** Start of Exercise input **

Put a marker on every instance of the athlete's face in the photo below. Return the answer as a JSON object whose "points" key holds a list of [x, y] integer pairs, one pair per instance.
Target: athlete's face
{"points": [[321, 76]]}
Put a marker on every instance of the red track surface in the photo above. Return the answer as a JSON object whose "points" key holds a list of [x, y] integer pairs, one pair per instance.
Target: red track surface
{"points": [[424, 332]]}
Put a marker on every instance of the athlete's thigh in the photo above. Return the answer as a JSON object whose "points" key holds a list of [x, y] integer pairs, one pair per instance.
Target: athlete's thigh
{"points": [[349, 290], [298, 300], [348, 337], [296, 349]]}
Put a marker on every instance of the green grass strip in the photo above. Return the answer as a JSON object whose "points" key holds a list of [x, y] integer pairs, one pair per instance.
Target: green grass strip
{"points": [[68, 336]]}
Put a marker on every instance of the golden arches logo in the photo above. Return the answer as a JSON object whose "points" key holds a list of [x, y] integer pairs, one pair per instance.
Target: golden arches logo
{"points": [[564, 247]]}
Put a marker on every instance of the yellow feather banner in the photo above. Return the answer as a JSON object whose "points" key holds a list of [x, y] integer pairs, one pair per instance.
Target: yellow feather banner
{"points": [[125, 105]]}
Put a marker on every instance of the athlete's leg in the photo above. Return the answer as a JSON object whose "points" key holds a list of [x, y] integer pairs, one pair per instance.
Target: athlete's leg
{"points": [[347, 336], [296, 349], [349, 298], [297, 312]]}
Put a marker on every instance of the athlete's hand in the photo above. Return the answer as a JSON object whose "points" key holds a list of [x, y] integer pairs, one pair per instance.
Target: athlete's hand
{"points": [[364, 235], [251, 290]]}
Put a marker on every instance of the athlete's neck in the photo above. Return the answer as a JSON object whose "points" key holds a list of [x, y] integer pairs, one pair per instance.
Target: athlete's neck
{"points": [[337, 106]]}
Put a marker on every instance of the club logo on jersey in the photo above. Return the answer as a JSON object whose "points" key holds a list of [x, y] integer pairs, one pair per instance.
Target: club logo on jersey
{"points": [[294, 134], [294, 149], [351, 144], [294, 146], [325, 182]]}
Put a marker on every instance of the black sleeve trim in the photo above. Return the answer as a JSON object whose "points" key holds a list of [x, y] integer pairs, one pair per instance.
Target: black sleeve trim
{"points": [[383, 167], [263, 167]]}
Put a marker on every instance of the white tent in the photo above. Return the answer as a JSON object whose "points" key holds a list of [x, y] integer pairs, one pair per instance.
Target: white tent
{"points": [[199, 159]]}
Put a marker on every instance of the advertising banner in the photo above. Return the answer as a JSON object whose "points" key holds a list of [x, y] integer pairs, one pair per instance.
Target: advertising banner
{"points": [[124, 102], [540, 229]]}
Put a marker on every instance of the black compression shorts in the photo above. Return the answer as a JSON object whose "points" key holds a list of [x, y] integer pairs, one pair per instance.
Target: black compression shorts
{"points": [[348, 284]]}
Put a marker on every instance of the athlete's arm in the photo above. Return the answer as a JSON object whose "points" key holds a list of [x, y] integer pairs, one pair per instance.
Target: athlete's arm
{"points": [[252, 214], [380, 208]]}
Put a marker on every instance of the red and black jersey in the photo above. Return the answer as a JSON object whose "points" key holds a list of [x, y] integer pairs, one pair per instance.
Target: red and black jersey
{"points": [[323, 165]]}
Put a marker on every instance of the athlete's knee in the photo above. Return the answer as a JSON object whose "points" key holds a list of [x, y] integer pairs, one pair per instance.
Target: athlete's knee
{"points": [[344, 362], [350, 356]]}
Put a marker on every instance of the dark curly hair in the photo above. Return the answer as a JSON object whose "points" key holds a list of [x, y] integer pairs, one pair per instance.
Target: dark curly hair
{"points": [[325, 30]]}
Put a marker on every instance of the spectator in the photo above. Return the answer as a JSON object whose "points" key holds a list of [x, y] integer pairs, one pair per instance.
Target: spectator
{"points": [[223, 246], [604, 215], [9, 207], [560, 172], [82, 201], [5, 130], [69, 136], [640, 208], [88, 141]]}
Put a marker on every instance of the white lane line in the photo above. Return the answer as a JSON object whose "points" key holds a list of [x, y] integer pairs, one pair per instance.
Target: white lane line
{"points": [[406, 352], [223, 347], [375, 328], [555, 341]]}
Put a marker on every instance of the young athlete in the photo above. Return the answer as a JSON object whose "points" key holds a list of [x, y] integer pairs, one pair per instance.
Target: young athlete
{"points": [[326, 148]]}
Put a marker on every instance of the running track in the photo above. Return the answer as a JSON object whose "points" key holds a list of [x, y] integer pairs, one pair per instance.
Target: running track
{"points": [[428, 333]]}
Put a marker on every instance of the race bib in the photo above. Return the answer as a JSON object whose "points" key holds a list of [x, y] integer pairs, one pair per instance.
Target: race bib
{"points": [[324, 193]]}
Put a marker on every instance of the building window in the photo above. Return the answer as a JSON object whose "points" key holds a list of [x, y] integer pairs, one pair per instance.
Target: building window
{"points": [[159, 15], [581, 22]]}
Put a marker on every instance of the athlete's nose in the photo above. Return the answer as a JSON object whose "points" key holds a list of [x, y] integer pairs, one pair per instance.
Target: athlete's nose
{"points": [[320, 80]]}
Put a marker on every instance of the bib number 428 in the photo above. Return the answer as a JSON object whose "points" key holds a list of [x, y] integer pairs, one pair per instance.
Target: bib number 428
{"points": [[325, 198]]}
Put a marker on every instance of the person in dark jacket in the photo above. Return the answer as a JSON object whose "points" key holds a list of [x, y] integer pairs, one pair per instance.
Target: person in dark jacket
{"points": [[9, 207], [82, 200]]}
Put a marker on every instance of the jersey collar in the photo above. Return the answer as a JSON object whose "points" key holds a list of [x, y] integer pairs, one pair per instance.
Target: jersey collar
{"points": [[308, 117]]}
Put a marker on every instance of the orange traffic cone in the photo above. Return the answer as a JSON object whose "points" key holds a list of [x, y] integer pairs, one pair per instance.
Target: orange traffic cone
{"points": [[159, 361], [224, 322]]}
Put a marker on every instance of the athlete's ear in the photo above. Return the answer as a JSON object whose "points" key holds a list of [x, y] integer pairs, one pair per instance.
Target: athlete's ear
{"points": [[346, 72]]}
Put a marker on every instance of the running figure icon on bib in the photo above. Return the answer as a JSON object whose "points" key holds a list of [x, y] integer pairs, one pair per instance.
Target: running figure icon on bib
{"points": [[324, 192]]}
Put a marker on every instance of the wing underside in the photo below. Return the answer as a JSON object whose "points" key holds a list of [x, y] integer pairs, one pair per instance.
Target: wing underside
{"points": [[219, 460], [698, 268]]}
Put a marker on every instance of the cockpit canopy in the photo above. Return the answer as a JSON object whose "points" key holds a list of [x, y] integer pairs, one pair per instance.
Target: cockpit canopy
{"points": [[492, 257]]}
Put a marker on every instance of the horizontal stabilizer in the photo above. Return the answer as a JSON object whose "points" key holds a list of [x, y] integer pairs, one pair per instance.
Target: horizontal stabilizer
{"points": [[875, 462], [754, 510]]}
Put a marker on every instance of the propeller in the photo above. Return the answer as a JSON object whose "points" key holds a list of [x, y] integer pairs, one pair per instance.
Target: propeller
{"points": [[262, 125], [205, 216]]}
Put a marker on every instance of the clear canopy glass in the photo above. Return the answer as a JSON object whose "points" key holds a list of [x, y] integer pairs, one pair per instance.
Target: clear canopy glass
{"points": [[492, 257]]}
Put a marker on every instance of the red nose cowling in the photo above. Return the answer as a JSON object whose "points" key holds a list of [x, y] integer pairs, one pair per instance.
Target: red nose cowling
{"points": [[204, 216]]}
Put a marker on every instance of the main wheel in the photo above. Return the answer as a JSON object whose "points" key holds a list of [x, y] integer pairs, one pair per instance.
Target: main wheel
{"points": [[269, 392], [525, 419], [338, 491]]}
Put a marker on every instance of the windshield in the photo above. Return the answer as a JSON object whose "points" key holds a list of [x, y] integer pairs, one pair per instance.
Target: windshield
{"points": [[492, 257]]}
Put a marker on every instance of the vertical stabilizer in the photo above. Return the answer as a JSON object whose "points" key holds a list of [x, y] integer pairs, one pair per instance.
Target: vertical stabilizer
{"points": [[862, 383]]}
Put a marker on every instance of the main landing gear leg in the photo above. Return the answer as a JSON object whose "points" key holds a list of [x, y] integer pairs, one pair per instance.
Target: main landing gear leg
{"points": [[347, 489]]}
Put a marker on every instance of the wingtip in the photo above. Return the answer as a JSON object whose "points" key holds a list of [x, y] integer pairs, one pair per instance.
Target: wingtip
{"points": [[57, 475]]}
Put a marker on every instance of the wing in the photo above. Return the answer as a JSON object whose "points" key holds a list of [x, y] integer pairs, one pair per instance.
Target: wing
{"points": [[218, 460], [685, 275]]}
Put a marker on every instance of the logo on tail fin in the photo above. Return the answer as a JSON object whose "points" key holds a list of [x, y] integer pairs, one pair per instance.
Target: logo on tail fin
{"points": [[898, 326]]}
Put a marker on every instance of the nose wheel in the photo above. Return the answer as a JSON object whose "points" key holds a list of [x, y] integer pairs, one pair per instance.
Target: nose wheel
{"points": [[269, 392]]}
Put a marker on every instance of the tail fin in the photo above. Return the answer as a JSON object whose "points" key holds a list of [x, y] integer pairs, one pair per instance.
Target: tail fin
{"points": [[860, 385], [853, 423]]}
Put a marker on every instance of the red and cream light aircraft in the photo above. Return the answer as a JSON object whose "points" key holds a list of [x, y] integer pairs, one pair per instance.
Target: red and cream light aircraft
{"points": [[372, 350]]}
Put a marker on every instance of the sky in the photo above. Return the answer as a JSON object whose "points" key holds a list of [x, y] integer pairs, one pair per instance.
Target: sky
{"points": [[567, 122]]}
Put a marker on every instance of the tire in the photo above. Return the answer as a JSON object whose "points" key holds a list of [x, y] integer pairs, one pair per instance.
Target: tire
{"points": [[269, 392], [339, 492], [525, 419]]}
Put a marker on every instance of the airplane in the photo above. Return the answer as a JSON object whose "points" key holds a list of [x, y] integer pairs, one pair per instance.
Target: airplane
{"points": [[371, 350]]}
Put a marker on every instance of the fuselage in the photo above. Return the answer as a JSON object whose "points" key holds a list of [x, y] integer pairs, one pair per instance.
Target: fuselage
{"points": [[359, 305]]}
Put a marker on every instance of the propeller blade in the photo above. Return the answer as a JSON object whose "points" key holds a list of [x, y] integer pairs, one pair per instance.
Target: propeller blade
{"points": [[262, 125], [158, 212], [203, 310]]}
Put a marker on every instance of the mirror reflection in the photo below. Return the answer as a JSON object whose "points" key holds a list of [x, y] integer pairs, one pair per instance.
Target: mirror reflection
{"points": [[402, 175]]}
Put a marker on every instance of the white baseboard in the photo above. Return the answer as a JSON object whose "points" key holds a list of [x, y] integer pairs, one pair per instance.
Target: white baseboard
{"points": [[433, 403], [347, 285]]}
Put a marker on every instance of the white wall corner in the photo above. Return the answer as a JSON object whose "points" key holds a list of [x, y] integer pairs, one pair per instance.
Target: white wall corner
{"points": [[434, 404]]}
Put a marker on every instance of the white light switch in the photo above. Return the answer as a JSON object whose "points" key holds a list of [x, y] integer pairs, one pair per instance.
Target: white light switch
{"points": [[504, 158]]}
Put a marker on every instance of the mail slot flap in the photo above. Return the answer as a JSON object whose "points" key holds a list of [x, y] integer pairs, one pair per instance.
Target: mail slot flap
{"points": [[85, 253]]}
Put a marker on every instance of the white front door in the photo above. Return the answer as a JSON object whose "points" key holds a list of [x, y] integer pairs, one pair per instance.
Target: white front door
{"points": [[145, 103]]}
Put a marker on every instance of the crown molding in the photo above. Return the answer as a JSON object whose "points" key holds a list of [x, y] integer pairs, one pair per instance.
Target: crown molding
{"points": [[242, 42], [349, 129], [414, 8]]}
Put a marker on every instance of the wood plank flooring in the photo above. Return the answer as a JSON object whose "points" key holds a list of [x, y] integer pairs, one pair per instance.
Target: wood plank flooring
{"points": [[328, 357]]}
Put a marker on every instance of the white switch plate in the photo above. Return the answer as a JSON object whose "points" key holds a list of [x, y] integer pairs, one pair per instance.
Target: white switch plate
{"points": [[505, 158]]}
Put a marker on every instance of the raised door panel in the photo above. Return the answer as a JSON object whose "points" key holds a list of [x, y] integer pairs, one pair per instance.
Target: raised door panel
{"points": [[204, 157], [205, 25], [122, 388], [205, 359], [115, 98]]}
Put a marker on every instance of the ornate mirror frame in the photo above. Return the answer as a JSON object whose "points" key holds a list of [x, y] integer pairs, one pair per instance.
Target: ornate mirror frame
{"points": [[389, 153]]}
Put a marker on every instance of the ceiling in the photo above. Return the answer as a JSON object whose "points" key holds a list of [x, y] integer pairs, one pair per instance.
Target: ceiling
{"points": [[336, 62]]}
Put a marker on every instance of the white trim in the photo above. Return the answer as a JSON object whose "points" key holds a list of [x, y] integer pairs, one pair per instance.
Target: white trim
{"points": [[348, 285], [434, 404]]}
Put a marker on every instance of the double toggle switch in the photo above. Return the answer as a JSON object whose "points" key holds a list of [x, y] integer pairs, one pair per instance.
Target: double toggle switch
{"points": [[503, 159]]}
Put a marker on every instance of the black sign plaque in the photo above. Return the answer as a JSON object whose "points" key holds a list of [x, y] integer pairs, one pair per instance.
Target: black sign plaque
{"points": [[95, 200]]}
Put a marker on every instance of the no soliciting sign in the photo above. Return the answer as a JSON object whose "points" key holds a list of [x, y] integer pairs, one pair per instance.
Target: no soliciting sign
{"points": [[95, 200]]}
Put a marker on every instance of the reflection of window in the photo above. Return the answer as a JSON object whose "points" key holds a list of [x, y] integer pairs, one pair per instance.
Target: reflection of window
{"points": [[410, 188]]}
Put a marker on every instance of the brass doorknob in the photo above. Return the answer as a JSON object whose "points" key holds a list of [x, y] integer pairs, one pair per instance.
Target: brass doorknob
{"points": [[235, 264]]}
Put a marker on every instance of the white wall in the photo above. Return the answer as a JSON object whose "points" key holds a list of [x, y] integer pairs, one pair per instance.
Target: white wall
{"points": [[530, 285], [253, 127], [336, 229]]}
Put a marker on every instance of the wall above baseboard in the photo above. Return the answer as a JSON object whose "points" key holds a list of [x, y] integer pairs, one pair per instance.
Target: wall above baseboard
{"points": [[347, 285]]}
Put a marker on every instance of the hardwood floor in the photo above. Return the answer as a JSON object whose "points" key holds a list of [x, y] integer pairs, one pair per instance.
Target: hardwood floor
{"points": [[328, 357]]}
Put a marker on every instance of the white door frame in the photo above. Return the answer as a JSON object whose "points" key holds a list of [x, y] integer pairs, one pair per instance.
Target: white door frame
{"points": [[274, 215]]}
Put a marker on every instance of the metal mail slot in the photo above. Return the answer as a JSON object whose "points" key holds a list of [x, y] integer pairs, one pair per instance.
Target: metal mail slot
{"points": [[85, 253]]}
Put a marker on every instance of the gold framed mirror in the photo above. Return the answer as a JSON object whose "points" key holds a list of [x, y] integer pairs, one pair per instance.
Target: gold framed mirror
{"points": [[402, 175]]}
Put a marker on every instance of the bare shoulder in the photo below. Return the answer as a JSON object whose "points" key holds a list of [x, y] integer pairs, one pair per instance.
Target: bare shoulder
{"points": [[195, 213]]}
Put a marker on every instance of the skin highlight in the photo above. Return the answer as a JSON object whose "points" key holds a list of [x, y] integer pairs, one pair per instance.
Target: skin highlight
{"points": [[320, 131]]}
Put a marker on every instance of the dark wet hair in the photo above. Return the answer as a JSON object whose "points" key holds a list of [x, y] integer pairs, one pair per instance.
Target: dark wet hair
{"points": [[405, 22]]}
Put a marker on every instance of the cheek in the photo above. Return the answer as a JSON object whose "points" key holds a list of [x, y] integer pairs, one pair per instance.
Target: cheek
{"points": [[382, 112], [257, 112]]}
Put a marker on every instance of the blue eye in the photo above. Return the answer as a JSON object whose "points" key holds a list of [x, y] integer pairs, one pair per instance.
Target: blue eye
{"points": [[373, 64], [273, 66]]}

** End of Exercise input **

### Short exercise
In the listing above, find the line with "Put a marker on every instance of the dark wet" and set down that line and all after it exactly, through the final line.

### Output
Put a marker on every instance of the dark wet hair in the photo above. Return the answer as a JSON object whose "points" key holds a list of [x, y] integer pairs, one pair per instance.
Target: dark wet hair
{"points": [[405, 22]]}
Put a marker on every instance of the cheek in the photo above. Return the answer as a JSON object whose "points" key holds a list of [x, y] integer pairs, one pair per instance.
Target: cheek
{"points": [[382, 112], [257, 112]]}
Put a marker on every instance of the blue eye in the photo above. Return the answer as a JSON object whose "points" key holds a list of [x, y] integer pairs, one pair per instance.
Target: blue eye
{"points": [[373, 64], [273, 66]]}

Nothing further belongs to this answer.